Please carry the article on SARS-CoV-2 passing from people to animals forward from its last sentence.
*** SOURCE TEXT Section Begins ***
By Jonathan Runstadler and Kaitlin Sawatzki
Over the course of the COVID-19 pandemic, researchers have found coronavirus infections in pet cats and dogs and in multiple zoo animals, including big cats and gorillas. These infections have even happened when staff were using personal protective equipment.
More disturbing, in December the United States Department of Agriculture confirmed the first case of a wild animal infected with SARS-CoV-2, the virus that causes COVID-19. Researchers found an infected wild mink in Utah near a mink farm with its own COVID-19 outbreak.
Are humans transmitting this virus to wildlife? If so, what would this mean for wild animals – and people too?
How Viruses Hop Between Species
When viruses move from one species into another, scientists call it spillover. Thankfully, spillover doesn't occur easily.
To infect a new species, a virus must be able to bind to a protein on a cell and enter the cell while dodging an immune system the virus hasn't encountered before. Then, as a virus works to avoid antibodies and other antiviral attackers, it must replicate at a high enough volume to be transmitted on to the next animal.
This usually means that the more closely related two species are, the more likely they are to share viruses. Chimpanzees, the species most closely related to humans, can catch and get sick from many human viruses. Earlier this month, veterinarians at the San Diego Zoo announced that the zoo's troop of gorillas was infected with SARS–CoV–2. This indicated it is possible for this virus to jump from humans to our close relatives.
Some viruses tend to stay in a single species or in closely related species, while other viruses seem innately more capable of large species jumps. Influenza, for example, can infect a wide variety of animals, from sparrows to whales. Similarly, coronaviruses are known to regularly jump between species.
The question of how many and which species can be infected by SARS-CoV-2 – and which ones might be able to support continued circulation of the virus – is an important one.
Searching for COVID-19 in Wildlife
For human-to-wildlife spillover of SARS-CoV-2 to occur, an animal needs to be exposed to a high-enough viral dose to become infected.
The highest-risk situations are during direct contact with humans, such as a veterinarian's caring for an injured animal. Contact between a sick person and a pet or farm animal also poses a risk, as the domestic animal could act as an intermediate host, eventually passing the virus to a wild animal.
*** SOURCE TEXT Section Ends ***
*** INFORMATION SHOWN Section Begins ***
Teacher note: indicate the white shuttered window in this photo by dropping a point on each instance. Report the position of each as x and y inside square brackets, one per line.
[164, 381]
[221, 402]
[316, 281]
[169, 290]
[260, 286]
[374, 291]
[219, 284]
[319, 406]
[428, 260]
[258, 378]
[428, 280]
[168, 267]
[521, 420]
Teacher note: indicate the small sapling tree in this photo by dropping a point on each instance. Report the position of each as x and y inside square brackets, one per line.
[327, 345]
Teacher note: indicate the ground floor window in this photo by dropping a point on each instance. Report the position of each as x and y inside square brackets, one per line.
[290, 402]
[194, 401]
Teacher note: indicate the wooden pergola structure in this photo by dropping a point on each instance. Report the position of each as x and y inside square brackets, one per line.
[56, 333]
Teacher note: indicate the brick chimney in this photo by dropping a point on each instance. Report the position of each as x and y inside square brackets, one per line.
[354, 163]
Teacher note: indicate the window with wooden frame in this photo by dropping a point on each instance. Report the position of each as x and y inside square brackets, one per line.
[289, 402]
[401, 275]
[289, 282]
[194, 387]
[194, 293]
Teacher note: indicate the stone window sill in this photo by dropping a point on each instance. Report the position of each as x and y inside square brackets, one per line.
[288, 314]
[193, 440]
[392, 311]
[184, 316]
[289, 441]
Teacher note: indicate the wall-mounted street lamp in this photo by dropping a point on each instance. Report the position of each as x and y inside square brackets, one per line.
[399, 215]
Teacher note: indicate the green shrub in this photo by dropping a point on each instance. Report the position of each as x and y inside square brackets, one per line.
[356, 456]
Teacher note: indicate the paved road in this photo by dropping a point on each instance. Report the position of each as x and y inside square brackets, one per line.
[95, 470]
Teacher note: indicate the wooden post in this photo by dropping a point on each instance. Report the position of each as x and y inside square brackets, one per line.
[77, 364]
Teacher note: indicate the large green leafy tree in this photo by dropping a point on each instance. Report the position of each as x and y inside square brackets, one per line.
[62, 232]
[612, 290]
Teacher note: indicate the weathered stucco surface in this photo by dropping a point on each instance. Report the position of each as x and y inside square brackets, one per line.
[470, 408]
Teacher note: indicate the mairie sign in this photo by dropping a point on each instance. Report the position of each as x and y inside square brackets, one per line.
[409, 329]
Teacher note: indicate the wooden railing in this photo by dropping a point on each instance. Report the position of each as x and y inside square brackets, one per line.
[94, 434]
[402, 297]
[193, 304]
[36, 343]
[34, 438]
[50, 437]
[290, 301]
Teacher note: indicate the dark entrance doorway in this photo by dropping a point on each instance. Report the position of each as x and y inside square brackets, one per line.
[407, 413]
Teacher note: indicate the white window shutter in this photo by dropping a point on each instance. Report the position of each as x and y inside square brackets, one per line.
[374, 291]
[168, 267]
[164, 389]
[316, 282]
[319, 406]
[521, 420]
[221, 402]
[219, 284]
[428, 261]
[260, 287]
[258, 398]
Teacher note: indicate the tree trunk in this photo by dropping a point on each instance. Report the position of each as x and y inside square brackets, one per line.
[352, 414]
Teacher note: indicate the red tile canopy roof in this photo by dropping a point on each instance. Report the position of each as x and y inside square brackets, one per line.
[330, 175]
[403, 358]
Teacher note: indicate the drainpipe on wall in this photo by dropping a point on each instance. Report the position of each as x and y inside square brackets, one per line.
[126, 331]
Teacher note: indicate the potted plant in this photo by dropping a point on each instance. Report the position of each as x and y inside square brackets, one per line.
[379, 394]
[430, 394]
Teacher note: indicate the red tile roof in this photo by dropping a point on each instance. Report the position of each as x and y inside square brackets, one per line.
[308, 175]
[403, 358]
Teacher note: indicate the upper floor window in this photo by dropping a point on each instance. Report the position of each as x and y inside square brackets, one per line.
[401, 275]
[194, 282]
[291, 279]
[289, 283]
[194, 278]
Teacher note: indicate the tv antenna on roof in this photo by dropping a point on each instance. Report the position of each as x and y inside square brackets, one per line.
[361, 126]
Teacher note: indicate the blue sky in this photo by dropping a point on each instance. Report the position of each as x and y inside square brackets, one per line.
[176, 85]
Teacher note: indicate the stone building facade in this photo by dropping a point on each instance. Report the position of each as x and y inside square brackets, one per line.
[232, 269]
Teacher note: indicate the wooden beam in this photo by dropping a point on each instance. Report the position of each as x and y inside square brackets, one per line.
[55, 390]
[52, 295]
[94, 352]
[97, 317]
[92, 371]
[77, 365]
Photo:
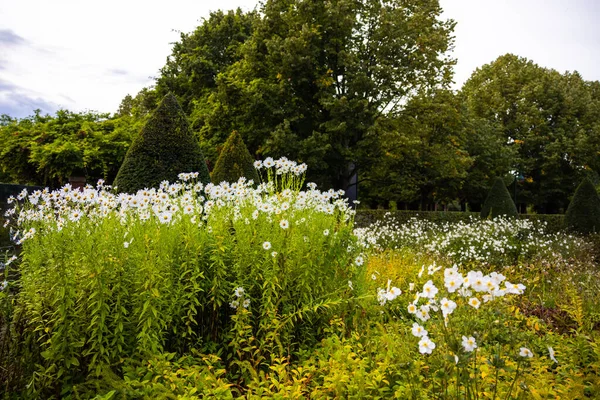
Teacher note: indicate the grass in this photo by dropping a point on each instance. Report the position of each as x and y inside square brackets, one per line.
[267, 292]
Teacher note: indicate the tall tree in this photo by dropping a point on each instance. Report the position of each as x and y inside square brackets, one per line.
[316, 76]
[423, 159]
[538, 117]
[198, 57]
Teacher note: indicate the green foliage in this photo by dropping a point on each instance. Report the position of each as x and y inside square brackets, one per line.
[47, 150]
[97, 289]
[198, 58]
[164, 148]
[498, 203]
[313, 78]
[422, 157]
[234, 161]
[535, 121]
[583, 214]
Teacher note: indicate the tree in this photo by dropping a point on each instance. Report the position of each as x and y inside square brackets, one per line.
[534, 122]
[316, 76]
[164, 148]
[197, 59]
[47, 150]
[583, 214]
[234, 161]
[423, 158]
[498, 203]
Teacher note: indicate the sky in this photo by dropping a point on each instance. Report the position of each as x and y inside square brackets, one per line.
[83, 55]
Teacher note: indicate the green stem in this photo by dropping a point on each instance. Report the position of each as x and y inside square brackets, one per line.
[496, 383]
[513, 382]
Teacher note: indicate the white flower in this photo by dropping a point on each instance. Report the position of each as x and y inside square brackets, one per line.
[551, 353]
[426, 346]
[268, 163]
[165, 217]
[474, 302]
[514, 288]
[448, 306]
[452, 283]
[423, 313]
[429, 290]
[525, 352]
[418, 330]
[75, 215]
[469, 343]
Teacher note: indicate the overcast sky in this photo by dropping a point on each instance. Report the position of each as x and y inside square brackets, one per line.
[84, 55]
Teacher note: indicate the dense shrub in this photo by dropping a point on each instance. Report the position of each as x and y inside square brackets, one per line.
[234, 161]
[165, 148]
[498, 203]
[583, 214]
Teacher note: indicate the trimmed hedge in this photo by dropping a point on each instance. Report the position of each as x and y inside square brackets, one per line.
[498, 203]
[234, 161]
[554, 222]
[164, 148]
[583, 214]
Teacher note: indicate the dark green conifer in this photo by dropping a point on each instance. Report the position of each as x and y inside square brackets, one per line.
[164, 148]
[583, 213]
[234, 161]
[498, 203]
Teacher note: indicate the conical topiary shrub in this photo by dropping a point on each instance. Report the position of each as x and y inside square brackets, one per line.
[234, 161]
[583, 214]
[498, 203]
[164, 148]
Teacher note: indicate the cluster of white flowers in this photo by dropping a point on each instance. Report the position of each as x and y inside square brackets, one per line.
[282, 166]
[473, 241]
[172, 202]
[239, 294]
[388, 294]
[461, 287]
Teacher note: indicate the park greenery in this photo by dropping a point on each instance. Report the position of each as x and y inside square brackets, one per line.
[346, 87]
[167, 281]
[269, 291]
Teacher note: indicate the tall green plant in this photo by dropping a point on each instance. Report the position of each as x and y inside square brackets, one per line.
[498, 203]
[583, 214]
[165, 148]
[234, 161]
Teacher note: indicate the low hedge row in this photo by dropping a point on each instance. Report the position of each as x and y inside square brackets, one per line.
[555, 222]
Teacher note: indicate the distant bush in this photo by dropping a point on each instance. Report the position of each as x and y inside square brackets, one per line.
[165, 148]
[498, 203]
[234, 161]
[583, 214]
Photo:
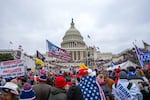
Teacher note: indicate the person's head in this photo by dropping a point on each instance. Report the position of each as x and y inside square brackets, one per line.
[83, 72]
[9, 91]
[123, 75]
[27, 93]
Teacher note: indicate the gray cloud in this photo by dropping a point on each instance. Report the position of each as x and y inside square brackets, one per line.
[113, 25]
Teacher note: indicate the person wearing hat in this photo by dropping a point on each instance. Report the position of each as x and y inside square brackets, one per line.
[74, 92]
[42, 90]
[124, 90]
[89, 86]
[58, 92]
[27, 93]
[9, 91]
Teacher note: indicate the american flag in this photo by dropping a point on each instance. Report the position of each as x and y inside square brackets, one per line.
[40, 56]
[55, 51]
[91, 89]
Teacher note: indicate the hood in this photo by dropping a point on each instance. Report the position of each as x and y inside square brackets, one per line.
[57, 90]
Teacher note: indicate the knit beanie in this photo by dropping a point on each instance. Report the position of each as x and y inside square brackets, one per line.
[27, 93]
[83, 72]
[60, 82]
[123, 75]
[43, 77]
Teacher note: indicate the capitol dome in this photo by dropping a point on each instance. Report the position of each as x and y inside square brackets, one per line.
[72, 38]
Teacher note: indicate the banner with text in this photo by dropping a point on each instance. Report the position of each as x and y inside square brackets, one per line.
[55, 51]
[12, 68]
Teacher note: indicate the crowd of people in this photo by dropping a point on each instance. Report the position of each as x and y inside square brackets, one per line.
[81, 84]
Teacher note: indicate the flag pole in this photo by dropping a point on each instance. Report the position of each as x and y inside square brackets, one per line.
[137, 55]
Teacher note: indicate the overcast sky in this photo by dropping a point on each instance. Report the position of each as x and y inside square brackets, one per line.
[112, 24]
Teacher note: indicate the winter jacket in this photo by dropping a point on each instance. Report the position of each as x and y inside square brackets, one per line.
[58, 94]
[42, 91]
[74, 93]
[121, 92]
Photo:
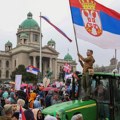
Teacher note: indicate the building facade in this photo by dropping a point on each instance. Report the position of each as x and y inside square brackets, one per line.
[27, 52]
[114, 64]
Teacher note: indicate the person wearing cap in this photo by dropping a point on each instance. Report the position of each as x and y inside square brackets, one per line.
[8, 110]
[87, 65]
[49, 117]
[77, 117]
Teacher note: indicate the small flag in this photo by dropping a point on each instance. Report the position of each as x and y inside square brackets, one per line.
[21, 114]
[67, 68]
[32, 69]
[68, 76]
[96, 23]
[59, 30]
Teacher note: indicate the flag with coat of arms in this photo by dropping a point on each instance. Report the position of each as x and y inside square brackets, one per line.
[21, 114]
[32, 70]
[95, 23]
[67, 68]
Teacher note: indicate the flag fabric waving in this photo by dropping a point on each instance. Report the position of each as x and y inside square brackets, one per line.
[21, 114]
[58, 29]
[67, 68]
[96, 23]
[32, 69]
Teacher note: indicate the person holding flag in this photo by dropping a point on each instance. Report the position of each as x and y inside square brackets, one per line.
[87, 65]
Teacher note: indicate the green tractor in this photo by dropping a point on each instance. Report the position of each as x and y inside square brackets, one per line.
[90, 109]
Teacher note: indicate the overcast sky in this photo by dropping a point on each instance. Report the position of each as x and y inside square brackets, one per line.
[14, 12]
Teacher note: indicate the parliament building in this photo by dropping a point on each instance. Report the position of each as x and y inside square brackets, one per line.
[27, 52]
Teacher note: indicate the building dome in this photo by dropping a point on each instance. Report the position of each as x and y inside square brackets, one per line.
[23, 35]
[29, 23]
[8, 43]
[68, 57]
[51, 42]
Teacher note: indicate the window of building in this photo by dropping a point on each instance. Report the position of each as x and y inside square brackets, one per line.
[15, 63]
[7, 74]
[0, 63]
[7, 64]
[31, 60]
[35, 37]
[0, 73]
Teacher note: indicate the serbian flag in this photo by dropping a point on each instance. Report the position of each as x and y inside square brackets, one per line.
[67, 68]
[58, 29]
[21, 114]
[32, 69]
[96, 23]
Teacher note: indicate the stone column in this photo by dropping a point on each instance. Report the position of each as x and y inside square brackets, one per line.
[50, 64]
[34, 61]
[56, 73]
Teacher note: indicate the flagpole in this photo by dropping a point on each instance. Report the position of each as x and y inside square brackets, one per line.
[74, 32]
[40, 58]
[116, 58]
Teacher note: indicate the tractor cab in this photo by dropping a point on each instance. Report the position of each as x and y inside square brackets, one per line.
[103, 105]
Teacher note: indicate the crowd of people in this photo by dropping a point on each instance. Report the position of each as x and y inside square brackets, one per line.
[32, 100]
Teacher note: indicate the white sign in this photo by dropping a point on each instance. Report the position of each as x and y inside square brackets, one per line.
[46, 82]
[18, 79]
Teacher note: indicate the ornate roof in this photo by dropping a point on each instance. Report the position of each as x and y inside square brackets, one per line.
[29, 23]
[51, 42]
[8, 43]
[68, 57]
[23, 35]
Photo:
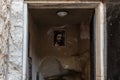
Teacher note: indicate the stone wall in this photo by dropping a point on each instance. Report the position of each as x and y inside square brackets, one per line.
[113, 39]
[4, 33]
[11, 39]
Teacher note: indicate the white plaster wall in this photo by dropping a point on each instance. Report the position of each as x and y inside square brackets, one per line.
[15, 41]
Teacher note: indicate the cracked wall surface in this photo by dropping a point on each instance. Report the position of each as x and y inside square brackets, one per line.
[11, 39]
[15, 41]
[4, 33]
*** INFORMATION SHOWN Section Ends ***
• **ANSWER SECTION**:
Another way COVID-19 could spill over from humans into animals is through indirect infection, such as through wastewater. COVID-19 and other pathogens can be detected in waste streams, many of which end up dumped, untreated, into environments where wildlife like marine mammals may be exposed. This is thought to be how elephant seals in California became infected with H1N1 influenza during the swine flu pandemic in 2009.
To study whether spillover of SARS-CoV-2 is happening, our team at Tufts is partnering with veterinarians and licensed wildlife rehabilitators across the U.S. to collect samples from and test animals in their care. Through the project, we have tested nearly 300 wild animals from over 20 species. So far, none – from bats to seals to coyotes – have shown any evidence of COVID-19 by swab or antibody tests.
Other researchers have launched targeted surveillance of wild animals in places where captive animals have been infected. The first confirmed infection in a wild mink was found during surveillance near an infected mink farm. It's not yet clear how this wild mink got the coronavirus, but the high density of infected minks and potentially infectious particles from them made it a high-risk location.
Bad for Animals, Bad for Humans
When a virus infects a new species, it sometimes mutates, adapting to infect, replicate and transmit more efficiently in a new animal. This is called host adaptation. When a virus jumps to a new host and begins adapting, the results can be unpredictable.
In late 2020, when SARS-CoV-2 jumped into farmed mink in Denmark, it acquired mutations that were uncommon in humans. Some of these mutations occurred in the part of the virus that most vaccines are designed to recognize. And it didn't just happen once – these mutations independently arose in mink farms multiple times. While it's not yet clear what impact, if any, these mutations may have on human disease or the vaccine, these are signs of host adaptation that could allow novel variants of the virus to persist and reemerge from animal hosts in the future.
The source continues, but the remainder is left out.